Stored entries
==================================================
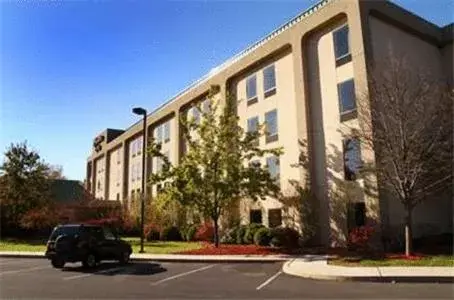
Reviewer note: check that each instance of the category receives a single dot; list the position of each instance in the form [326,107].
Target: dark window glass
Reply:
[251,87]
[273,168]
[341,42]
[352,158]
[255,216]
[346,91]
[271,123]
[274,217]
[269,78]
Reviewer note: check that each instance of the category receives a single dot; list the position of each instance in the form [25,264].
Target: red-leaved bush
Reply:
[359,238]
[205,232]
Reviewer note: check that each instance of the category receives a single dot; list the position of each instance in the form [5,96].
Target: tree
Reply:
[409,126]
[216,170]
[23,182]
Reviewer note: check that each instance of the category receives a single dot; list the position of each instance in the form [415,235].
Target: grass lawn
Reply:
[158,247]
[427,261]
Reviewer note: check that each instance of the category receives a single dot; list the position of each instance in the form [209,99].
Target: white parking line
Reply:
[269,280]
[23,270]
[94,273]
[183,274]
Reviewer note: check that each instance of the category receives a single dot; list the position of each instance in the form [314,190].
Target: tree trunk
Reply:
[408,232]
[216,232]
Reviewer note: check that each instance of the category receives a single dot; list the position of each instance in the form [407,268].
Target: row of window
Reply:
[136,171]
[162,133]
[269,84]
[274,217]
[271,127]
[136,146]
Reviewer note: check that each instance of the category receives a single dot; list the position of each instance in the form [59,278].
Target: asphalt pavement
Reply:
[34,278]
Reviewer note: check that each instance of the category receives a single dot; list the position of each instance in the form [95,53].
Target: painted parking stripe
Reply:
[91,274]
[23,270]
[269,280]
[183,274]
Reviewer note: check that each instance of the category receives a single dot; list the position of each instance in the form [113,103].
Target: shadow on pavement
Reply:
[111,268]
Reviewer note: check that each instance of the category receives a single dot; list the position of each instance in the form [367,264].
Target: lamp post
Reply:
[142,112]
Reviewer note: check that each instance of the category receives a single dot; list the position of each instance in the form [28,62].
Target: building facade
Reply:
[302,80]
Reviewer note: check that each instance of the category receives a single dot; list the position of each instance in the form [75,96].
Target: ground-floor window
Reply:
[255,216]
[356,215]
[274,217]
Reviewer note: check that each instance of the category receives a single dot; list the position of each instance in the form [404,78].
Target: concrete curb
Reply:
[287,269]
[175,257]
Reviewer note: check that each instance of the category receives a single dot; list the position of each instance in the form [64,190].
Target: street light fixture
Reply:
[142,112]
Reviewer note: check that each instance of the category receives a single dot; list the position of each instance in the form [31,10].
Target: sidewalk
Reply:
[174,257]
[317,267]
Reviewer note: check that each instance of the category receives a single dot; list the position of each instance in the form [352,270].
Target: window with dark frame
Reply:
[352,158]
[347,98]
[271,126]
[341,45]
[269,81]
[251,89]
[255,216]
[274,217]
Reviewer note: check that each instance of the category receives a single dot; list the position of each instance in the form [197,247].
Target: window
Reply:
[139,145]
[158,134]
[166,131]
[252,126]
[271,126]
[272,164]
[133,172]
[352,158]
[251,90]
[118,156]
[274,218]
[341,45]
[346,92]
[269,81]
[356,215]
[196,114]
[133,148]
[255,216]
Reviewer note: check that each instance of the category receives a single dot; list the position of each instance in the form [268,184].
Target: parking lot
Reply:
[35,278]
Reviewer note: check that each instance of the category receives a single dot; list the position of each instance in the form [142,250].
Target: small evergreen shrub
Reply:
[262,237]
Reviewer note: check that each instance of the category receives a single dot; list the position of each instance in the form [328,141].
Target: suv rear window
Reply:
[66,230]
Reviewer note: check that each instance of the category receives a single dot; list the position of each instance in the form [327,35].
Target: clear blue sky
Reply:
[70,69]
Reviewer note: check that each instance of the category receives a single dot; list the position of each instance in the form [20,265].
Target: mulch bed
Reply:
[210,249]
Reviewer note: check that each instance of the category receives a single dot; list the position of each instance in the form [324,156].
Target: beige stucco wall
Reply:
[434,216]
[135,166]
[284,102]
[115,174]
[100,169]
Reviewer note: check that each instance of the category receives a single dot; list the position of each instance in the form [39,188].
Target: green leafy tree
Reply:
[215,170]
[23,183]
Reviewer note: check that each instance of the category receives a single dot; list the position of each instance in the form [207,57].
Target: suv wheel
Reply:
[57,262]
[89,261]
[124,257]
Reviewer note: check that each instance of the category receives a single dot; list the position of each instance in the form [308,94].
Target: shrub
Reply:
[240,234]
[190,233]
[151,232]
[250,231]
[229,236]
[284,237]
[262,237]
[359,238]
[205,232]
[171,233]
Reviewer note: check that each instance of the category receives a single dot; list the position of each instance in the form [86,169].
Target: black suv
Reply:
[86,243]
==================================================
◆ Exercise description
Once the pictures are set aside, reproduce the records in full and exactly.

◆ Response to the exercise
Reviewer note: check that each instance of the category receives a single dot; list the position of each instance in the form [326,107].
Target: dark window glass
Reply:
[251,87]
[273,168]
[341,42]
[352,158]
[255,216]
[346,91]
[271,123]
[274,217]
[269,78]
Reviewer note: check that each instance of the category receives a single dot; list the position of each instance in the form [25,264].
Target: red-leaved bush
Reply:
[359,238]
[205,232]
Reviewer note: check that each instance of the category receives a single dot; list the position of each instance in the form [5,96].
Target: tree
Reply:
[409,126]
[216,170]
[23,182]
Reviewer note: check that each instance of the category receives a single dot; list the position of each instance in the form [415,235].
Target: grass lawn
Reply:
[158,247]
[427,261]
Reviewer note: check that each instance of the category receives a single dot; list the position of each instance in the form [209,99].
Target: white parking line
Reply:
[269,280]
[23,270]
[94,273]
[183,274]
Reviewer note: check that each instance of the category receives a single dot; list the position of each instance in the form [314,190].
Target: tree trunk
Reply:
[408,232]
[216,232]
Reviewer note: check that each instance of the category receives a single dot; list the position of each instance in the form [407,268].
Target: row of window
Reply:
[136,171]
[162,133]
[269,84]
[274,217]
[271,127]
[136,146]
Reviewer note: check that each instance of the category receives a single dot; list the position of each instance in the form [59,278].
Target: asphalt pavement
Reply:
[34,278]
Reviewer note: check that each instance of the category receives a single dot; list the position of each instance in the form [95,53].
Target: painted parking stripe
Reply:
[91,274]
[23,270]
[269,280]
[183,274]
Reviewer note: check that each instance of the category receives a single dot; list the position of each instance in the form [113,103].
Target: shadow on pavement
Reply:
[111,268]
Reviewer note: check that each instance of the category receives a single dot; list the position of each instance in the form [367,264].
Target: lamp post
Reply:
[142,112]
Reviewer note: check that each instance of the category receives a single dot; list the position of each instance in the form [28,62].
Target: building facade
Reply:
[302,80]
Reviewer note: check that each instance of the category receives a single dot; list the position of each instance in the form [75,96].
Target: ground-floor window
Reply:
[255,216]
[356,215]
[274,217]
Reviewer note: check that each instance of the category receives a single dot; list the position of each instance in the form [404,78].
Target: concrete curb
Reply:
[287,269]
[175,257]
Reviewer note: check that each instance of the category receives a single dot; list the position of each instance in the form [64,190].
Target: street light fixture
Reply:
[142,112]
Reviewer note: check that each instance of the category receives a single dot; list the position of each instance in the form [31,10].
Target: sidewalk
Reply:
[174,257]
[317,267]
Reviewer note: check that each instance of the category receives a single dot; list the position of each instance in the form [352,270].
Target: window with dark frame
Reply:
[352,158]
[347,98]
[271,126]
[341,45]
[269,81]
[251,89]
[255,216]
[274,217]
Reviewer note: check that each instance of the category receives a single dot; list the position of each instance in the form [197,247].
Target: window
Reply:
[139,145]
[158,134]
[166,131]
[252,126]
[271,126]
[272,164]
[133,172]
[352,158]
[251,90]
[118,156]
[274,218]
[341,45]
[346,92]
[269,81]
[356,215]
[196,114]
[133,148]
[255,216]
Reviewer note: check that each instance of the category receives a single dot; list the position of each instance in the form [268,184].
Target: parking lot
Reply:
[35,278]
Reviewer note: check that each instance of the category receives a single dot; list the position of each instance in the form [142,250].
Target: small evergreen shrub
Reply:
[262,237]
Reviewer note: check that each instance of the category receives a single dot; list the position of each instance in the form [328,141].
Target: suv rear window
Reply:
[66,230]
Reviewer note: check that each instance of the category receives a single dot; list the position of each instance in the form [327,35].
Target: clear blue sky
Reply:
[70,69]
Reviewer note: check that each instance of the category receives a single dot; list the position of each instance in the form [20,265].
Target: mulch bed
Reply:
[210,249]
Reviewer note: check that each instance of the category receives a single dot; list the position of each instance in the form [324,156].
Target: beige stucco wall
Reply:
[434,216]
[135,166]
[284,102]
[115,174]
[100,169]
Reviewer note: check that each instance of the category receives a single dot; list the position of each instance in the form [39,188].
Target: green leafy tree
Reply:
[215,170]
[23,183]
Reviewer note: check that each instance of the category receives a single dot; list the position of each instance in the form [207,57].
Target: suv wheel
Reply:
[57,262]
[89,261]
[124,257]
Reviewer note: check that each instance of the category receives a single dot; list the position of each instance in the form [308,94].
Target: shrub
Reply:
[240,234]
[190,233]
[151,232]
[250,231]
[229,236]
[284,237]
[262,237]
[359,238]
[205,232]
[171,233]
Reviewer note: check that each instance of the category receives a single dot; list the position of each instance in the form [86,169].
Target: black suv
Reply:
[86,243]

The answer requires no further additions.